Entries from a pointing dataset:
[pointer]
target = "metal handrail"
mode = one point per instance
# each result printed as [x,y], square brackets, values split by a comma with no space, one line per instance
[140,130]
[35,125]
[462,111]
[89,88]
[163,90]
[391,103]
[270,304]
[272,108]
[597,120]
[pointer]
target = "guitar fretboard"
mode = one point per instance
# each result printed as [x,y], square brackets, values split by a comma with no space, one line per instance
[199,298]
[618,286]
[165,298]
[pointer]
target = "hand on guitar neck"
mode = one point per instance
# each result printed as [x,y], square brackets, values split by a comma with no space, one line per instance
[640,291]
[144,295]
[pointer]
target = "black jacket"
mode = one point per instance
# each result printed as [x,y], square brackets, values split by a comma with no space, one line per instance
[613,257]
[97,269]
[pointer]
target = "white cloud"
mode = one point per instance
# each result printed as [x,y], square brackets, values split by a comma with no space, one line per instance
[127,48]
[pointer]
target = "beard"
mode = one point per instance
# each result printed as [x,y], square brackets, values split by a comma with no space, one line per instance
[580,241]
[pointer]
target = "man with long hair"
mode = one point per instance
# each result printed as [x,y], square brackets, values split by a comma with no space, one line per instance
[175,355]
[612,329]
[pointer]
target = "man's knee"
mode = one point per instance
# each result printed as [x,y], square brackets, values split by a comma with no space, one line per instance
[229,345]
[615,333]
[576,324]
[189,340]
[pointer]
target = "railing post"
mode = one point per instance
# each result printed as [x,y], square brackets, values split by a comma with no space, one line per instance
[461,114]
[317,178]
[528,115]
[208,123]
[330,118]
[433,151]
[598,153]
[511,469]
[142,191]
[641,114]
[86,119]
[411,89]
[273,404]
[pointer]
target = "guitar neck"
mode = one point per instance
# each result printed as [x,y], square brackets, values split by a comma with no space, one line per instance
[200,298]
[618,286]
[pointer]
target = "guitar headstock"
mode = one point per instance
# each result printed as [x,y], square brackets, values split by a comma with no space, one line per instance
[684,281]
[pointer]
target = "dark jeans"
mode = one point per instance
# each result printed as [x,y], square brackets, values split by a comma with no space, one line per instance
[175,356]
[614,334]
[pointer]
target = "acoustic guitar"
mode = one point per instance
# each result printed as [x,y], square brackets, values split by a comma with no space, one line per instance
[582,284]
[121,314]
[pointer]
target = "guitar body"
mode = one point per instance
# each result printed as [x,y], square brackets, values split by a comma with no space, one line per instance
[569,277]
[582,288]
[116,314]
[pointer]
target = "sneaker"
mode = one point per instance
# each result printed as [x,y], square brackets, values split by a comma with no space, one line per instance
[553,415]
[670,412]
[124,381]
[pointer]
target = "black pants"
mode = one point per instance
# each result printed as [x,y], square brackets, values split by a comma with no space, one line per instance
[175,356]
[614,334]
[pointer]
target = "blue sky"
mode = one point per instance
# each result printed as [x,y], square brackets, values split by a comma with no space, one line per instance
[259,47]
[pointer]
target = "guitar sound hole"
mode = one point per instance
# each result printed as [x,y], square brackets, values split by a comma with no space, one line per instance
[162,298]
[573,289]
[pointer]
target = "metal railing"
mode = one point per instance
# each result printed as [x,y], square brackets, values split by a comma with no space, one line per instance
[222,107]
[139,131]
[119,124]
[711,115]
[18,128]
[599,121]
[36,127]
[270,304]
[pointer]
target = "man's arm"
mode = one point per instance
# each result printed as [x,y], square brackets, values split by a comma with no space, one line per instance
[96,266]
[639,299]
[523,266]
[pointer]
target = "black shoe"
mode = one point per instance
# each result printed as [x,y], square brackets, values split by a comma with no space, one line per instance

* * *

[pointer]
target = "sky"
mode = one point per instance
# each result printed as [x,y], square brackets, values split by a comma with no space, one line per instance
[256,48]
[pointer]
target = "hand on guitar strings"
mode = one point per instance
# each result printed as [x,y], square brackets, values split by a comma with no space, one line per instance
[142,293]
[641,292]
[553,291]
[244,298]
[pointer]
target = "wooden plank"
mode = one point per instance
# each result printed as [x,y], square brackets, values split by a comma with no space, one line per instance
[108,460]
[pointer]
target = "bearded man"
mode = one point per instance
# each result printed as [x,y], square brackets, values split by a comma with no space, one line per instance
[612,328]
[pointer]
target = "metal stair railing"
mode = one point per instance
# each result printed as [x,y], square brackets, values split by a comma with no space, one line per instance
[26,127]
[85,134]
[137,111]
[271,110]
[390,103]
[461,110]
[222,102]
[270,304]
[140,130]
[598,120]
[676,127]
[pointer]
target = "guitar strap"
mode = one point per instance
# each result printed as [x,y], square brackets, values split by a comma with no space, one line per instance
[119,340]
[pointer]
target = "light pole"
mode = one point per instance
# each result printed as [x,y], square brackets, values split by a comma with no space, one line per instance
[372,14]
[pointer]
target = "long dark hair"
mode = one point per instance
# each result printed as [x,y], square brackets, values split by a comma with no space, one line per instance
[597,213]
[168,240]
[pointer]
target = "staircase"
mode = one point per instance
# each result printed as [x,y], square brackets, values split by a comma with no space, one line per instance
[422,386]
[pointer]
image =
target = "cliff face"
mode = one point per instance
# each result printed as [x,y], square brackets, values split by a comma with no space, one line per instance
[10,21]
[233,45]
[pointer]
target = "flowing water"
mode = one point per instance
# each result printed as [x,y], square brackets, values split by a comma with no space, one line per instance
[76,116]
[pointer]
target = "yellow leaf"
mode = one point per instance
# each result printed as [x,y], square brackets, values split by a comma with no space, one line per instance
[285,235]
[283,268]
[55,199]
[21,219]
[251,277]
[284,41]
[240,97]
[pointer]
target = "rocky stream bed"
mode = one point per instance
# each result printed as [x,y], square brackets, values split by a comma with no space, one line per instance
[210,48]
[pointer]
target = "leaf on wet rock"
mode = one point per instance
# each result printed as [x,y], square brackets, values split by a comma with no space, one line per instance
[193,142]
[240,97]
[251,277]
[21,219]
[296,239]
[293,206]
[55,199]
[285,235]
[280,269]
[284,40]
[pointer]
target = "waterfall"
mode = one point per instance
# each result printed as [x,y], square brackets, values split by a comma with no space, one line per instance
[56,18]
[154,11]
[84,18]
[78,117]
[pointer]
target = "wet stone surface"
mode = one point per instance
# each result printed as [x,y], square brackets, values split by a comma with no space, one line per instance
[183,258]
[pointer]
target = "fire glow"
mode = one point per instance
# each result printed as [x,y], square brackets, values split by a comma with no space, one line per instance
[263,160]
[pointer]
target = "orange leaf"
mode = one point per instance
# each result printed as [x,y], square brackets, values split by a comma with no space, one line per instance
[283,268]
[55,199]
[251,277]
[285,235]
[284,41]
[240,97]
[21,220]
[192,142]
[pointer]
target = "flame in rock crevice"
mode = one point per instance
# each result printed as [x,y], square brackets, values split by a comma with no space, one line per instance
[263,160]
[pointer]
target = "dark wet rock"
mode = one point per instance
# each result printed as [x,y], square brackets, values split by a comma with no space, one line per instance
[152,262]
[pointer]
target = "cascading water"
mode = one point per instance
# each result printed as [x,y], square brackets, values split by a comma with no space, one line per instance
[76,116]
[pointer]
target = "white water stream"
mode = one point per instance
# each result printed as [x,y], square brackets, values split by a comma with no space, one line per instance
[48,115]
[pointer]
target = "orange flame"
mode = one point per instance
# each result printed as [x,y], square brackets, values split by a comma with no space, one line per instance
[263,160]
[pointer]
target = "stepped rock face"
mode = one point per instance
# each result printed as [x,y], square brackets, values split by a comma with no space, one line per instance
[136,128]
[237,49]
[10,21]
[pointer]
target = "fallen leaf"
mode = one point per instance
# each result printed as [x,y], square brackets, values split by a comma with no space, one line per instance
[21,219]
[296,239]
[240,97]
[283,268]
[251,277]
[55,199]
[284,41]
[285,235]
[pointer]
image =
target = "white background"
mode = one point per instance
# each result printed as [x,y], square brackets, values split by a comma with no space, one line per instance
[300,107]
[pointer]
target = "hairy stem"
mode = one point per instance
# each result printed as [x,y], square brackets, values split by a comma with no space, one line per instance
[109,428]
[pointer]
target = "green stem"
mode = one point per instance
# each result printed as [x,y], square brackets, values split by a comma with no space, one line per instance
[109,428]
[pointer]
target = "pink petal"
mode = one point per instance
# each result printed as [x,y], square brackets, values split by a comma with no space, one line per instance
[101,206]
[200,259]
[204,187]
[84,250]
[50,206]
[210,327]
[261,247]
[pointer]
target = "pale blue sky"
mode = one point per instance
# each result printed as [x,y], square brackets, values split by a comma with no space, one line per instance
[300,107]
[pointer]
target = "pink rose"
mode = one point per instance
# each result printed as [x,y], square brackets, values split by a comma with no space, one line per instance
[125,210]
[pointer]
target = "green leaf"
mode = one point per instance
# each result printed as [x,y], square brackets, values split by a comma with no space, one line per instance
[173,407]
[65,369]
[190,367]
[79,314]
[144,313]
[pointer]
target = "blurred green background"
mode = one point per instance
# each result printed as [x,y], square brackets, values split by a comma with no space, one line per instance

Short exercise: Select every line of the material above that contains the string "stem", treating uppercase and lowercase letters as distinct.

Response to this exercise:
target = "hairy stem"
target = "green stem"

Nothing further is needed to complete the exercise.